* [Text]
A personal story
In this first online exhibition we showcase several artworks from the ING Collection that explore the theme of Resilience. This deals with how we live through the challenges that each era faces. As always, times are changing. But it's how we, nature and society respond to that change that matters most. Being resilient is about embracing change and moving forward.
The quests of artists to capture resilience
Over time artists have visualised a changing world. What does nature look like after a forest fire? How does society respond to a pandemic? Or closer to home, how would you adapt if moving to another country? It all has to do with being resilient.
"To be progressive is to be versatile. Nature might be the most progressive of all. Always growing towards the light and creating the best environment for itself."
Tabor Robak (1986)
Tabor Robak, also known as 'Pixelangelo', is considered to be the Michelangelo of digital art. His 15 metre-wide digital artwork Northstar simulates an infinte walk in nature. Robak has always enjoyed a nice walk in the woods and sees the natural world as the perfect antidote to the bubbling anxiety of modern life. Ironically, he decided to capture this feeling in an endless virtual experience.
Anne Geene (1983)
Anne Geene uses her photographs to investigate and understand the world around her – all with the precision of a scientist. In Modifications, Geene explores the concept of versatility. Unlike animals (and people), plants have no pre-set final form. The leaves in this picture were picked from a tree in Berlin that stands in the shade most of the day. Consequently, its leaves grow around the corner to where it's sunny.
Jeppe Hein (1974)

* [Record set]
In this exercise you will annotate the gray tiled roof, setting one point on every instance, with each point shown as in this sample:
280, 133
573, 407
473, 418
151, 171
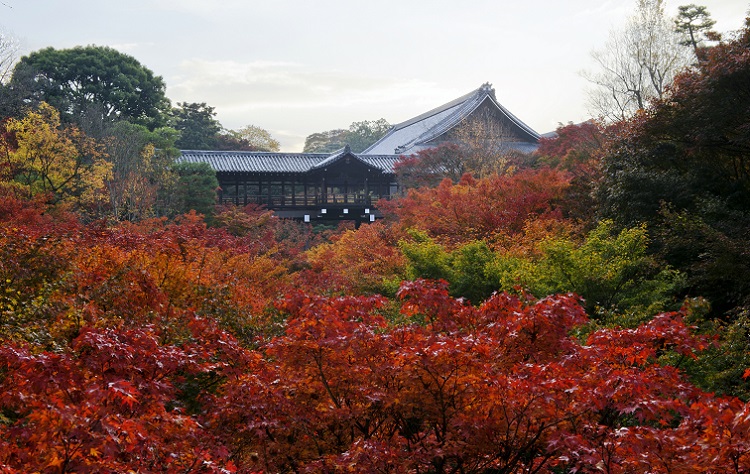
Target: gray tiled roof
267, 162
412, 135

* [Required actions]
a - List each artist who has a heading of their own in the resilience exhibition text, with the year shown beside the name.
b - Carry on the resilience exhibition text from its last line.

* [Numbered responses]
a -
Tabor Robak (1986)
Anne Geene (1983)
Jeppe Hein (1974)

b -
Through his artwork Fragmented Circle, Jeppe Hein asks us to have a good look at ourselves. But there's a twist. Just as in the rest of Hein’s work, a dialogue with not only yourself, but also your surroundings, is key to the experience of seeing. But here's the catch: the reflective surface that he provides is flawed.
Wout Berger (1941)
Ruigoord 3 is part of a series made by Wout Berger in 2003 around Ruigoord, which is an artists' commune on the edge of Amsterdam. The photos in this series by Berger show a fascination for nature that is able to survive against all odds. As Amsterdam grew, it would reclaim polluted land in the areas surrounding Ruigoord by covering it with sand. Berger was inspired by the cornflowers and dandelions that bloomed in this inhospitable environment.
Fernando Sánchez Castillo (1970)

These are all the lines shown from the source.